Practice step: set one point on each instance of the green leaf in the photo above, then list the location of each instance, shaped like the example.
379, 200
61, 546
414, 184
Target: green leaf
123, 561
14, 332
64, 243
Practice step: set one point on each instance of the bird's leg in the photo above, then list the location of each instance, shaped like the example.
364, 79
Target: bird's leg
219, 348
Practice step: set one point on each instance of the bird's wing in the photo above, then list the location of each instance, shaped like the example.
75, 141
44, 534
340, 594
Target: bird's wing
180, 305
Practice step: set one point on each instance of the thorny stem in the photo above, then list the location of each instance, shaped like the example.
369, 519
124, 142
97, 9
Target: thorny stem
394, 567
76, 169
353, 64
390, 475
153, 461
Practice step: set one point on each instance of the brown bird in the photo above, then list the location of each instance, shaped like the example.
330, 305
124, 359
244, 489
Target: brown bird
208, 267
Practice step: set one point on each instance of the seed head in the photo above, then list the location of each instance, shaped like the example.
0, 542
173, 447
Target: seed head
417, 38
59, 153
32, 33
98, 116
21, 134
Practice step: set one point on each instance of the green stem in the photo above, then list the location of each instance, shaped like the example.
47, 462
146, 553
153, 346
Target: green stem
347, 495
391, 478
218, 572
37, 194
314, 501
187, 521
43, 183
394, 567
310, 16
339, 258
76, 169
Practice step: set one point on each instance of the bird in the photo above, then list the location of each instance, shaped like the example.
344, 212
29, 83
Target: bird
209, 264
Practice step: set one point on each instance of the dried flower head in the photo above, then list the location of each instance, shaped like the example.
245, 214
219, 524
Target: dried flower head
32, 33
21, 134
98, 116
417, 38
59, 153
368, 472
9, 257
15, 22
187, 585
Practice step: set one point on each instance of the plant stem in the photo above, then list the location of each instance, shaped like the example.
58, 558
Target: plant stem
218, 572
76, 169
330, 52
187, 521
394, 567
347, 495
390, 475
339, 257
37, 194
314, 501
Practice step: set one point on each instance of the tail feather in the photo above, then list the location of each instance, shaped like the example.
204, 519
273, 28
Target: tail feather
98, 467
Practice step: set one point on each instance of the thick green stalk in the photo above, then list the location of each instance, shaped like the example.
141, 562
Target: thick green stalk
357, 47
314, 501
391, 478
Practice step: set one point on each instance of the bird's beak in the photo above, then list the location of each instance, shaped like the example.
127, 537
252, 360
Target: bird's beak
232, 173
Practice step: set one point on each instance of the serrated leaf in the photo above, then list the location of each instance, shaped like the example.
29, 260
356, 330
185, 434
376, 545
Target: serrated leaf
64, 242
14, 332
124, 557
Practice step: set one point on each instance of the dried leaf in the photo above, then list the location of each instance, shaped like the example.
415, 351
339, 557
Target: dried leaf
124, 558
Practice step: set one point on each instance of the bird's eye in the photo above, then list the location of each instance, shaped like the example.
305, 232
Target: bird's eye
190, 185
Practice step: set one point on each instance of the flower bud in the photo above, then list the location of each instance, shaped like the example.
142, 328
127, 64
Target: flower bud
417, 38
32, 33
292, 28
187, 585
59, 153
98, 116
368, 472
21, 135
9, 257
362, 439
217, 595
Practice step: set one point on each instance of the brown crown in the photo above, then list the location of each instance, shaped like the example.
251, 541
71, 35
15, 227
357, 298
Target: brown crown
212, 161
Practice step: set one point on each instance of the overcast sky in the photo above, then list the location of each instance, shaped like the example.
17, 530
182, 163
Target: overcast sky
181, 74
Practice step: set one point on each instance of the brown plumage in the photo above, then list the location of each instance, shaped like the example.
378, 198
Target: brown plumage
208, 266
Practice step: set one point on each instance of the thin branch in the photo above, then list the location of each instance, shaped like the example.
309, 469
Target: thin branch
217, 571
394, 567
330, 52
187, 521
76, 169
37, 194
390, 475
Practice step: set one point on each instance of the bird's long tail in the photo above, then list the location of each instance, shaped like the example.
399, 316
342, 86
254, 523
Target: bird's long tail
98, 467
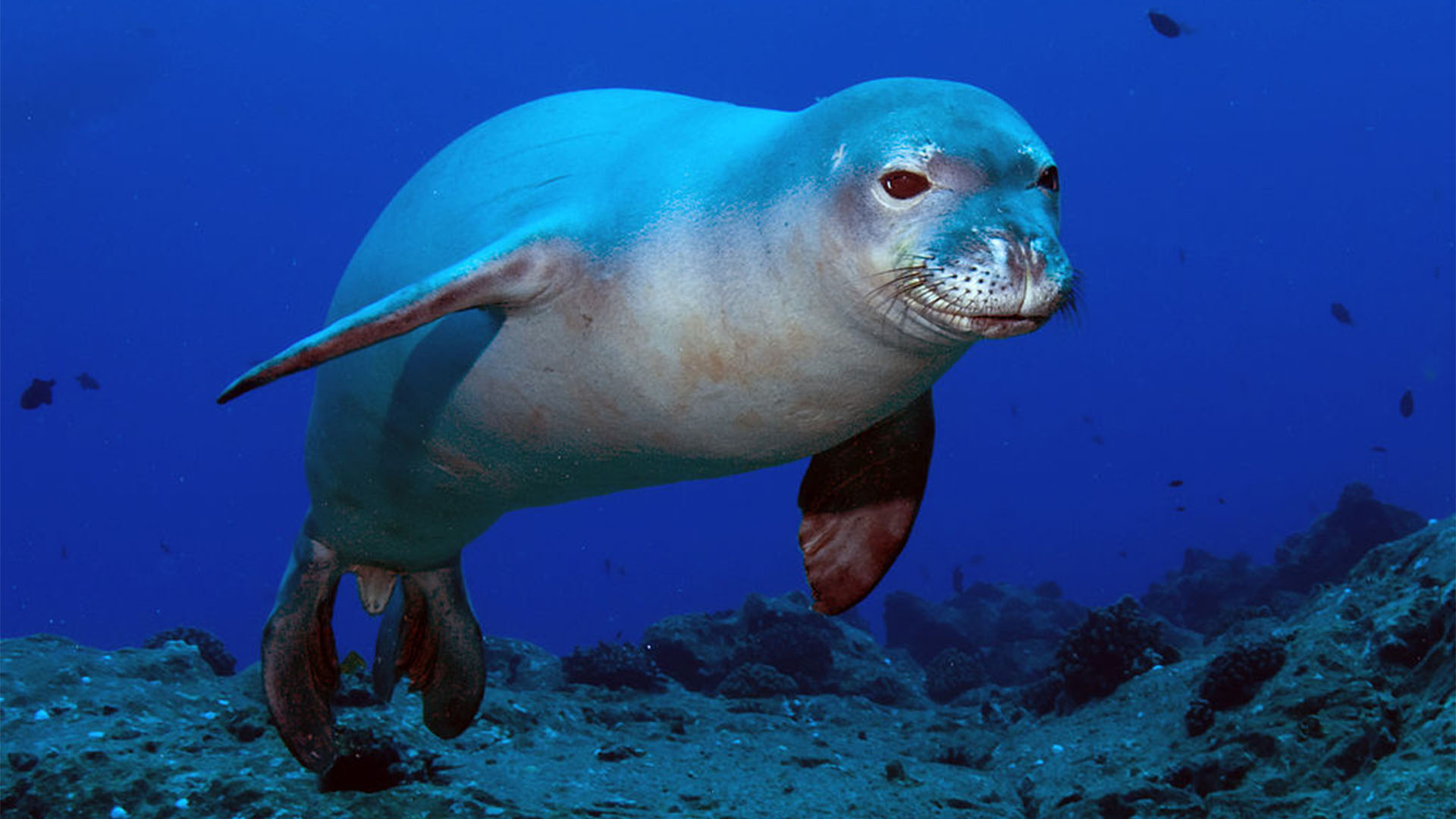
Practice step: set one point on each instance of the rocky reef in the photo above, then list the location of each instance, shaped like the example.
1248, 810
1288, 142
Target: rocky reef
1005, 703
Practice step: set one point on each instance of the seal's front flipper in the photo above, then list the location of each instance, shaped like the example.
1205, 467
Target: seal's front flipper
859, 500
300, 664
506, 275
430, 635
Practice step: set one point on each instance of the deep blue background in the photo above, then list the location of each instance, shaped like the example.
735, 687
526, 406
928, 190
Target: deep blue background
184, 183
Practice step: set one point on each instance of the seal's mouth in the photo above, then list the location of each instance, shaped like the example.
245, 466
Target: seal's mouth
960, 306
1005, 327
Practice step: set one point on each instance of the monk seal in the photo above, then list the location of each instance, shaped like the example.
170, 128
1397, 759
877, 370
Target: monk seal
615, 289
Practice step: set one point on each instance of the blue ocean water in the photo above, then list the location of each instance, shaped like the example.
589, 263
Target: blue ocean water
184, 184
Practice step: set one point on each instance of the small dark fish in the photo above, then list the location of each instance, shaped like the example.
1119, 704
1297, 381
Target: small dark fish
353, 664
36, 394
1164, 25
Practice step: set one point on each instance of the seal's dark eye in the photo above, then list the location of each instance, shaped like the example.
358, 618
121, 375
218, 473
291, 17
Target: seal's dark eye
1047, 180
905, 184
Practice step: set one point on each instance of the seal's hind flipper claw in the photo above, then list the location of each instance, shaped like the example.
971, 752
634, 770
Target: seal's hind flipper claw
859, 500
300, 662
430, 635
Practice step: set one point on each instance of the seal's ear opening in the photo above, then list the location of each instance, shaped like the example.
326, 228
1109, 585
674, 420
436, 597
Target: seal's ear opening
1049, 180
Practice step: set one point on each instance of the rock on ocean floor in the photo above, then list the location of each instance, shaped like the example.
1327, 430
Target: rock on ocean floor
1353, 722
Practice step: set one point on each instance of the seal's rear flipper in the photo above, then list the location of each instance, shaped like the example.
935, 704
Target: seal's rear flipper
507, 275
300, 664
859, 500
430, 635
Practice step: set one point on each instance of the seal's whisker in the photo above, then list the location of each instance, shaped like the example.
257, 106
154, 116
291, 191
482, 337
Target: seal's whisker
1071, 306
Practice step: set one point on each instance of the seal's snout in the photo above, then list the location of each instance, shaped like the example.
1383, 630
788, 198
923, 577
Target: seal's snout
993, 287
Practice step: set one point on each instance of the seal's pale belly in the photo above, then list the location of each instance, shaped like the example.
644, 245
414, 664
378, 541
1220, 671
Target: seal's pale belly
587, 398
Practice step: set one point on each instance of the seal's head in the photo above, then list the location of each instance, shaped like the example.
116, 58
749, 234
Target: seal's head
946, 203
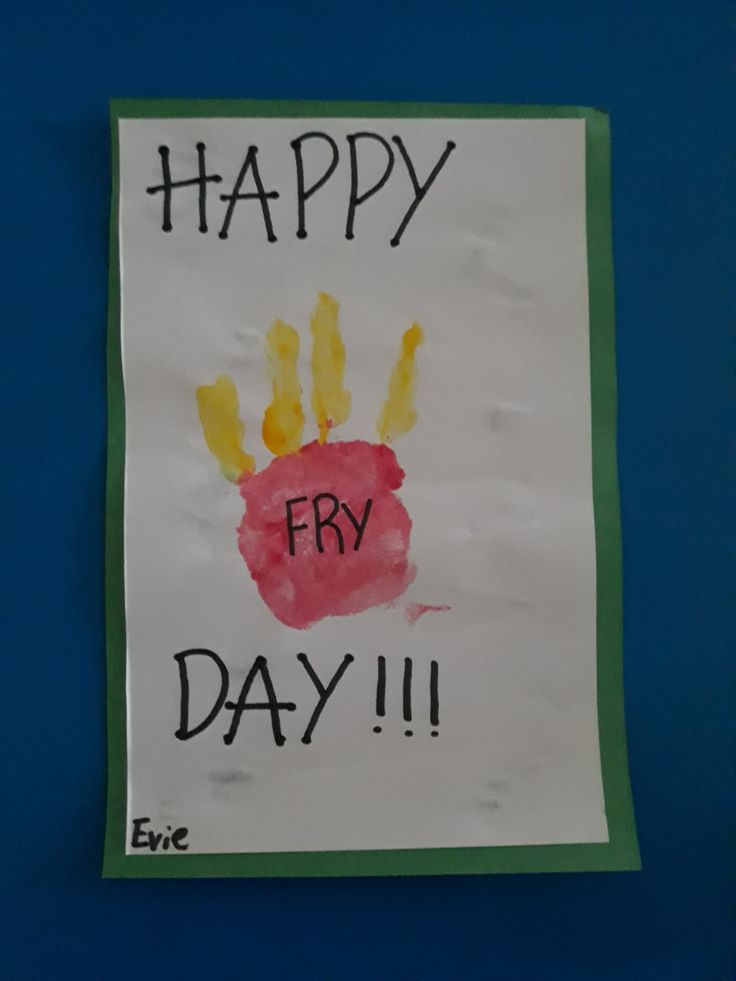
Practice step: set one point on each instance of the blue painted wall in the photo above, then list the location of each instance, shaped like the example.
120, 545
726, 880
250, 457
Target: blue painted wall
665, 72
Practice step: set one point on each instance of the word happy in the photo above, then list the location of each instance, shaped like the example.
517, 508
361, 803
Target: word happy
249, 185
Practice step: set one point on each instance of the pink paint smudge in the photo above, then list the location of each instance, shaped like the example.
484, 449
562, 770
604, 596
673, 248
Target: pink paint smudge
416, 610
305, 587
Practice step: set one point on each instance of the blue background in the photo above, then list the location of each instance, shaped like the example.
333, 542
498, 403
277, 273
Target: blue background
665, 72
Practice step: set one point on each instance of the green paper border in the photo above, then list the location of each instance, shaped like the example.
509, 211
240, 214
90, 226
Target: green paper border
621, 852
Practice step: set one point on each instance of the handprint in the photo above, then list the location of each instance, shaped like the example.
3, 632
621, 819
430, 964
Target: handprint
324, 533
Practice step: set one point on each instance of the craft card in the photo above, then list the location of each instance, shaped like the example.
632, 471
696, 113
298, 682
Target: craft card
363, 556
++++
Aim of the exercise ->
Copy out the data above word for word, from start to finish, without including any images.

Completed exercise ->
Practice step: set one point on each instance of the green leaf in the photo above, then list the location of each instance, shaped like the example.
379, 200
61, 546
414, 184
Target: green leaf
123, 561
14, 332
64, 243
Practice step: set one point on each instance of the bird's leg in the photo above, then list the location of each instance, shaped like the example.
364, 79
Target: bird's leg
219, 348
Practice step: set one point on each instance of the bird's wing in the photo above, then list the location of each instance, shaped like the example.
75, 141
44, 534
340, 594
Target: bird's wing
180, 305
Practice step: set one point on each instance of the thorny stem in the photo above, then list the location of each instance, shaped like the example.
369, 519
124, 142
97, 9
Target: thorny stem
394, 567
76, 169
353, 64
390, 475
153, 461
Practice step: set one point on each instance of the brown bird in the photo above, then list the location of each instance, shaped like the example.
330, 305
124, 359
244, 489
Target: brown bird
208, 267
Practice step: set one point on each instance of the seed head in the photo above, then list the location of each instance, shaped like the example.
0, 542
173, 447
Target: seed head
417, 38
59, 153
32, 33
98, 116
21, 134
Practice step: set one point on each instance of the green stem in the photo above, then list the location of each instance, shaped like the example.
47, 462
146, 553
153, 346
Target: green stem
347, 495
391, 478
218, 572
37, 194
314, 501
187, 521
43, 183
394, 567
310, 16
339, 258
76, 169
Practice step: set one point on each instance of the bird in the photo above, then list the location of each instance, shaped like the example.
344, 212
29, 83
Target: bird
209, 264
Practice step: set one point on each instance of the dried flower head in the photo above, then list the location of each instance, shaped like the example.
245, 214
219, 524
Target: dried flower head
32, 33
21, 134
98, 116
417, 38
59, 153
368, 472
9, 257
15, 22
187, 585
Practice step: set one point on each instance of the plant stem in the photo above, then list the location of each instance, shaped like the example.
58, 558
Target: plant stem
218, 572
76, 169
330, 52
187, 521
394, 567
347, 495
390, 475
339, 257
37, 194
314, 501
Practice step: set one point on each instance of the tail feather in the photo above, then list the location of each instance, shaped like the example.
204, 519
273, 28
Target: tail feather
98, 467
Practice step: set one point on each instance of the thick green stalk in the photo above, then list the location of each instance, shaped like the example.
141, 562
Target: thick green stalk
357, 47
314, 501
391, 478
Practice step: set one point on each instance of the bird's beak in the photo above, then list the location of each instance, shaped like the example.
127, 537
252, 360
Target: bird's beak
232, 173
Practice step: set one point on each instance of the serrated leaf in the photo above, then list the location of each instance, shaped like the example.
29, 260
356, 330
185, 434
376, 545
Target: serrated leaf
64, 242
14, 332
124, 557
Practice step: set one point on each instance of the dried leaf in the photo above, then list the location of each instance, shaped like the example.
415, 351
339, 557
Target: dried leaf
124, 558
Practice step: set one point on each instance of the bird's eye in the photo above, then list the location of each instance, shaped like the example.
305, 232
Target: bird's eye
190, 185
Practice step: set one point on each instance of the flower bud in the photo above, then list the location of each instance, shaped like the example.
142, 328
127, 64
Target: flower bud
417, 38
32, 33
292, 28
187, 585
59, 153
98, 116
368, 472
21, 135
9, 257
362, 439
217, 595
Practice step: set one point on each instance of the brown crown in the photo above, then list the location of each instance, shaped like the example.
251, 541
71, 35
15, 227
357, 298
Target: brown crown
212, 161
Practice step: set one point on each instance of the overcast sky in the photo above, then list the location of each instance, shaped like the example.
17, 530
182, 163
Target: overcast sky
181, 74
Practice step: set one point on each instance of the brown plumage in the photo above, then list the location of each instance, shaped like the example.
378, 198
Target: brown plumage
208, 266
Practice step: set one point on each instance of the thin branch in the photo above, then list the location of each instance, shaped like the example.
309, 469
Target: thin branch
217, 571
394, 567
330, 52
187, 521
76, 169
37, 194
390, 475
Practice step: set one point on each instance of the bird's long tail in the photo above, then list the location of each instance, shaped like the example.
399, 316
342, 86
254, 523
Target: bird's long tail
98, 467
Practice step: set one point on each instance of the rocky reef in the photo above, then list the location of each instance, shaped like the example.
1248, 810
1288, 142
Target: rocky reef
1005, 703
Practice step: set one point on each instance of the seal's front flipper in the photo above, then list the location of each instance, shaped like the example.
1205, 467
Target: seal's front flipper
859, 500
300, 664
506, 275
430, 635
Practice step: set one point on each instance of the deep blue background in the photo above, then list the location of each instance, shaped like the example.
735, 687
526, 406
928, 190
Target: deep blue background
184, 183
Practice step: set one point on each instance of the seal's mouth in the photo above, then list the location of each instance, shaped like the example.
245, 466
Target: seal's mouth
960, 306
1005, 327
Practice step: set one point on each instance of the monk seal in the photo above, then list the location of each instance, shaped like the example.
170, 128
1397, 759
877, 370
Target: monk seal
615, 289
Practice step: set one point on each instance of the blue ocean water in the photo above, then list the location of each instance, shaped like the example.
589, 263
Target: blue ocean water
184, 184
Practice step: set one point on each instance of the small dark fish in the photo above, then list the location of each instance, shaped like the example.
1119, 704
1297, 381
Target: small dark fish
353, 664
36, 394
1164, 25
Practice step: set one point on each instance of the seal's dark eye in the photo above, then list the location of each instance, shaped like the example.
358, 618
121, 375
218, 473
291, 17
Target: seal's dark eye
1047, 180
905, 184
Practice step: set one point on each instance of the seal's hind flipper claw in the photo above, then list the location of each instance, shaped like the example.
971, 752
634, 770
Target: seal's hind flipper claw
859, 500
300, 662
430, 635
Practice step: set one point on each instance of the seal's ear opening in the photo above, then list the location of each instance, shaped like the example.
326, 228
1109, 585
674, 420
436, 597
Target: seal's ear opening
1049, 180
Practice step: set one point on each instance of the rock on ocean floor in the photo above, then list the location of each instance, shaped like the example.
1327, 430
Target: rock on ocean floor
1353, 722
Practice step: set one point on each instance of the seal's rear flipper in the photo above, then list the location of each instance, shaped like the example.
935, 704
Target: seal's rear flipper
507, 275
300, 664
859, 500
430, 635
Practice step: set one point on each instance of the seal's whisker in the photo above, then list the location of each instance, shaped like the example.
257, 106
154, 116
291, 191
482, 337
Target: seal's whisker
1071, 306
Practice step: set one point on each instance of the seal's snout in the photo above, then list the location of each instance, shaped like the example.
1383, 630
788, 198
923, 577
Target: seal's snout
993, 287
Practice step: set one point on each instance of the seal's pale belly in the photo above, then list the location of each instance, shaped like the example.
644, 245
414, 664
378, 541
1220, 671
Target: seal's pale belly
587, 398
Practice step: set one point on each instance of the seal's head in the photo above, then list the location of each instance, shaped like the example.
116, 58
749, 234
Target: seal's head
946, 203
Practice step: set one point on each instance of the blue painted wall in the photo above, then list the location of each instance, shaped like the example.
120, 545
726, 880
250, 457
Target: blue painted wall
665, 72
Practice step: set one point on each instance of the word happy in the photo above, then list the location of each instance, shaped like the example.
517, 508
361, 803
Target: word happy
249, 185
Practice step: set one point on each instance of the pink paint smudge in the photo above, then list the location of each instance, shaped like the example.
484, 449
562, 770
604, 596
673, 248
Target: pink paint smudge
416, 610
305, 587
Practice step: set one point on each instance of the blue background in the photo above, then list the location of each instance, shaped like the example.
333, 542
498, 403
277, 273
Target: blue background
665, 72
Practice step: set one point on each instance of the green paper border in the photo above, then list the location of each instance, shaped like the example.
509, 211
240, 214
90, 226
Target: green paper border
621, 852
Practice step: set one point on each instance of the handprint in the photo above, then list the location of each instance, shaped like the example.
3, 632
621, 819
430, 964
Target: handprint
324, 533
Practice step: set one point on each instance of the craft card in the photo above, then list the location of each instance, shaped like the example.
632, 471
696, 113
298, 682
Target: craft card
363, 556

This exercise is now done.